> _TRECHO FORNECIDO_
==========

Ambientado no
Recife, o Som ao Redor trata bastante sobre nós – recifenses – ao escancarar as
aflições mais explícitas e os medos mais intrínsecos, e neste aspecto, o filme
não é nada sutil, mas isto não é de forma alguma uma crítica. Ele brilha ao transformar
nossos medos sociais em pesadelos rotineiros na vida de uma menina da trama; ao
colocar o contato patrão e empregado análogo a uma época escravista distante e,
claro, utilizando o som estridente que nos enfurece no dia a dia de forma tanto
diegética (vinda daquele mundo fílmico, escutado e provocado pelos os
personagens) como na trilha sonora, deixando claro que em nenhum momento
escaparemos deste desobediente som. Fora estes tantos pontos positivos, é na
forma de narrar onde O Som ao Redor realmente brilha.
Ao não se
restringir narrativamente à apenas um personagem, a película pode abordar um
mosaico de figuras: alguns de maneira profunda, outros, superficialmente - lidando
com seus problemas da mesma forma como nós lidaríamos. Quando a narrativa caminha
no interior de Pernambuco com duas figuras superficiais que tomam banho de
cachoeira e brincam em um cinema antigo, mas restringe um tempo ínfimo para um
menino de rua, este é o mesmo interesse narrativo que devotamos ou devotaríamos
a esses personagens em um mundo real.

==========

Entradas de apontamento de objetos nomeados:

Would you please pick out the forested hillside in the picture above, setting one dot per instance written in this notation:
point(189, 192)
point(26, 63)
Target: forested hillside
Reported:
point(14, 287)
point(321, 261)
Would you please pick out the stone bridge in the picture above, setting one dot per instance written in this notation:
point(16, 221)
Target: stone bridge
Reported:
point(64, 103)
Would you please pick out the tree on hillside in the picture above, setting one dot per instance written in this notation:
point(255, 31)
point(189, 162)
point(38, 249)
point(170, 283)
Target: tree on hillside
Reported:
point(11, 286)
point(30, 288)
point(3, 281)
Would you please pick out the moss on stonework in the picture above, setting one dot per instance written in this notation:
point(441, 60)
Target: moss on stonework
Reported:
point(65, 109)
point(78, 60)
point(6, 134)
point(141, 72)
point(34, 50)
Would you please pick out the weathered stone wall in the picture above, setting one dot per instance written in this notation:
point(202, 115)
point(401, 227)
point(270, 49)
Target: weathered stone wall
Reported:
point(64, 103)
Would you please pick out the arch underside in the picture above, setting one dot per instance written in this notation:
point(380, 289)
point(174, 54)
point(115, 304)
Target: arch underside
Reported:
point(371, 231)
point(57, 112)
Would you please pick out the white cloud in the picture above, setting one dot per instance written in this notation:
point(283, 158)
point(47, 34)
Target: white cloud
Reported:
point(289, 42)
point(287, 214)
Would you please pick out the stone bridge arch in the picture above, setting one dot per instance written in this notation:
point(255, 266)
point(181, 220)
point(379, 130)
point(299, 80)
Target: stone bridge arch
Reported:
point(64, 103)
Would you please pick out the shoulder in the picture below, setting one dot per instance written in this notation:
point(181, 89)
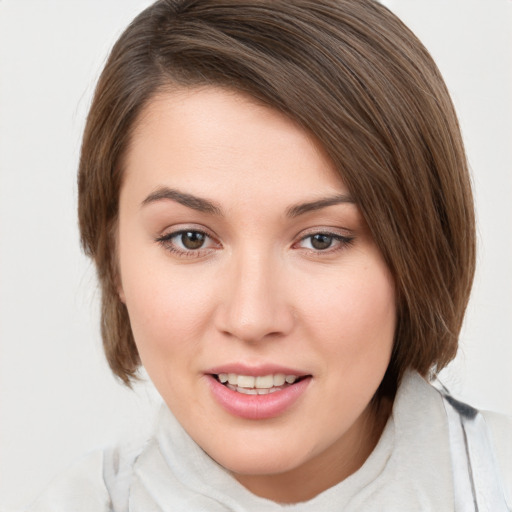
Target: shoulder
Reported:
point(500, 430)
point(80, 489)
point(98, 482)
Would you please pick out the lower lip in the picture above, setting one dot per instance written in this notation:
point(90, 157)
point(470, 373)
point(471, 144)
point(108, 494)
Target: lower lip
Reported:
point(257, 407)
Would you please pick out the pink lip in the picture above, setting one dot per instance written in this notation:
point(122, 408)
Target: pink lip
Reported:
point(257, 407)
point(261, 369)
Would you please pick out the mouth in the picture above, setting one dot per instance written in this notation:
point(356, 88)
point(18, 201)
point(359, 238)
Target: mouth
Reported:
point(258, 385)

==========

> _ENUNCIADO BREVE 1_
Resuma em duas frases a resenha sobre O Som ao Redor.
> _ENUNCIADO BREVE 2_
Reproduza fielmente, da resenha sobre O Som ao Redor, tudo o que vai de "Ambientado no" até "Redor realmente brilha.".
> _ENUNCIADO BREVE 3_
Segundo a resenha sobre O Som ao Redor, em que cidade o filme é ambientado?
Use somente a resenha sobre O Som ao Redor.

> _RESPOSTA COMPLETA 1_
Ambientado no Recife, O Som ao Redor escancara sem sutileza as aflições e os medos dos recifenses: transforma medos sociais em pesadelos rotineiros de uma menina, compara a relação entre patrão e empregado a uma época escravista e usa um som estridente tanto dentro do mundo fílmico quanto na trilha sonora. É, porém, na forma de narrar que o filme mais brilha, pois não se restringe a um só personagem e aborda um mosaico de figuras, umas com profundidade e outras superficialmente, dedicando a cada uma o mesmo interesse que lhes daríamos no mundo real.

> _RESPOSTA COMPLETA 2_
Ambientado no
Recife, o Som ao Redor trata bastante sobre nós – recifenses – ao escancarar as
aflições mais explícitas e os medos mais intrínsecos, e neste aspecto, o filme
não é nada sutil, mas isto não é de forma alguma uma crítica. Ele brilha ao transformar
nossos medos sociais em pesadelos rotineiros na vida de uma menina da trama; ao
colocar o contato patrão e empregado análogo a uma época escravista distante e,
claro, utilizando o som estridente que nos enfurece no dia a dia de forma tanto
diegética (vinda daquele mundo fílmico, escutado e provocado pelos os
personagens) como na trilha sonora, deixando claro que em nenhum momento
escaparemos deste desobediente som. Fora estes tantos pontos positivos, é na
forma de narrar onde O Som ao Redor realmente brilha.

> _RESPOSTA COMPLETA 3_
No Recife.